Durchgestylter Wahlkampf

Nicht dass Kurz nicht auch ohne Schummelei Kanzler geworden wäre. Der Wahlkampf war perfekt durchgestylt, er hätte auch mit ein paar Millionen weniger gut funktioniert. Vor allem, weil Kurz konsequent Geschichten erzählt. Etwa jene von der Bedrohung durch die Flüchtlinge, der er sich so entschlossen entgegenstellt. Kurz erzählt aber auch noch eine andere Geschichte, nämlich jene von seiner persönlichen Integrität, von Authentizität, von einer Ehrlichkeit und Geradlinigkeit, die letztlich seinen Erfolg ausmacht: Glaubwürdigkeit.

Genau diese Glaubwürdigkeit ist nun massiv angeschlagen, das erste Mal für alle nachvollziehbar.

:::::

Beantworte anhand des Textes über den Wahlkampf von Kurz diese Fragen:
1. Von welcher Bedrohung handelt eine der Geschichten, die Kurz erzählt?
2. Was macht laut Text letztlich seinen Erfolg aus?
3. Was ist nun massiv angeschlagen?

_MATERIAL:_
:::::

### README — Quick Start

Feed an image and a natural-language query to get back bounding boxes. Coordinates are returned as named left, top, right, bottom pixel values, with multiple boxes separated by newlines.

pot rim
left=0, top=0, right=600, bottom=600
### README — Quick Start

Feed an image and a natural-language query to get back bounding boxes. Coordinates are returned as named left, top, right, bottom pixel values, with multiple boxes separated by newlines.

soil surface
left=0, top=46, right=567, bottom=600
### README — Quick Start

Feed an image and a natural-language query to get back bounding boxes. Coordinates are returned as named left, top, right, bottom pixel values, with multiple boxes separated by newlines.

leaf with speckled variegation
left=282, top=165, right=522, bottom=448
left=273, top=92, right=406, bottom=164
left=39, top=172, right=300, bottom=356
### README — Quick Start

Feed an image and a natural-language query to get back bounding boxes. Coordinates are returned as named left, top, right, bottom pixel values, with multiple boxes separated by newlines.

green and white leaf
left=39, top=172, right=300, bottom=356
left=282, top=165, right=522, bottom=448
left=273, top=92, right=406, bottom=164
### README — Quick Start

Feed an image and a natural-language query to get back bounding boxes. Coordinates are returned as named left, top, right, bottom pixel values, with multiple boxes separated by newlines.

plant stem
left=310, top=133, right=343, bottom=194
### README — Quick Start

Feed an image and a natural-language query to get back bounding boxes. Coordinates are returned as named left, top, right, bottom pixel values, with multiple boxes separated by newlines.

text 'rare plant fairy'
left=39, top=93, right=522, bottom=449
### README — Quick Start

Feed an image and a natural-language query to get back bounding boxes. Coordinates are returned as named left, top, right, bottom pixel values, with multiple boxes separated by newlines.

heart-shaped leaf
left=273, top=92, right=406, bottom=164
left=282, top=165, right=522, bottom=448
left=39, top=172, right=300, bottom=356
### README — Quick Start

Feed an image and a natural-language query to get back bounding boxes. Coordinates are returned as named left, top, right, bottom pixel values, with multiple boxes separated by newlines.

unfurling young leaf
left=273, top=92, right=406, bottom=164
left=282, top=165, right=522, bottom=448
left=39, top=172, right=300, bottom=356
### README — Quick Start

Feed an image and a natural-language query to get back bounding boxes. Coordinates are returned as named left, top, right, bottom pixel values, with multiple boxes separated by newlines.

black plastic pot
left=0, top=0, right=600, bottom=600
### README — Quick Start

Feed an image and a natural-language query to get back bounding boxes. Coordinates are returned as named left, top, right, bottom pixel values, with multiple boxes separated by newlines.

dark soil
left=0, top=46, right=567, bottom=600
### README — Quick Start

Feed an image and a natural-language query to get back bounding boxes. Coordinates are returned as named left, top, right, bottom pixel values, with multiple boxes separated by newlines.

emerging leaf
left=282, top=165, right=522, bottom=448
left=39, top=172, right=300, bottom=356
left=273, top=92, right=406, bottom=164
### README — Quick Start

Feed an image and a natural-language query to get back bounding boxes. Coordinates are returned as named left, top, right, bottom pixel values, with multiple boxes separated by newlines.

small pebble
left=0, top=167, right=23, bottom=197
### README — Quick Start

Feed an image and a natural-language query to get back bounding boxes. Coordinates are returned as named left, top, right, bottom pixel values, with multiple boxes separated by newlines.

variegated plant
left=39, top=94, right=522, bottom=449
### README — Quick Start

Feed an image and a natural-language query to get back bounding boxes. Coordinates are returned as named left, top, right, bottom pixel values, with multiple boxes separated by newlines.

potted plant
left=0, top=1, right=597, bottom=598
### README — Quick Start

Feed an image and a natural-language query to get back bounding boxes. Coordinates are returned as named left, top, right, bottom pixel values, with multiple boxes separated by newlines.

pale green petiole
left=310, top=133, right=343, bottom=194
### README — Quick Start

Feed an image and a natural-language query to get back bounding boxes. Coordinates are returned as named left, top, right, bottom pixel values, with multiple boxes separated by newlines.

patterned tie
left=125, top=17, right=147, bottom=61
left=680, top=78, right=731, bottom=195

:::::

_LÖSUNG:_
1. Von der Bedrohung durch die Flüchtlinge.
2. Glaubwürdigkeit.
3. Seine Glaubwürdigkeit.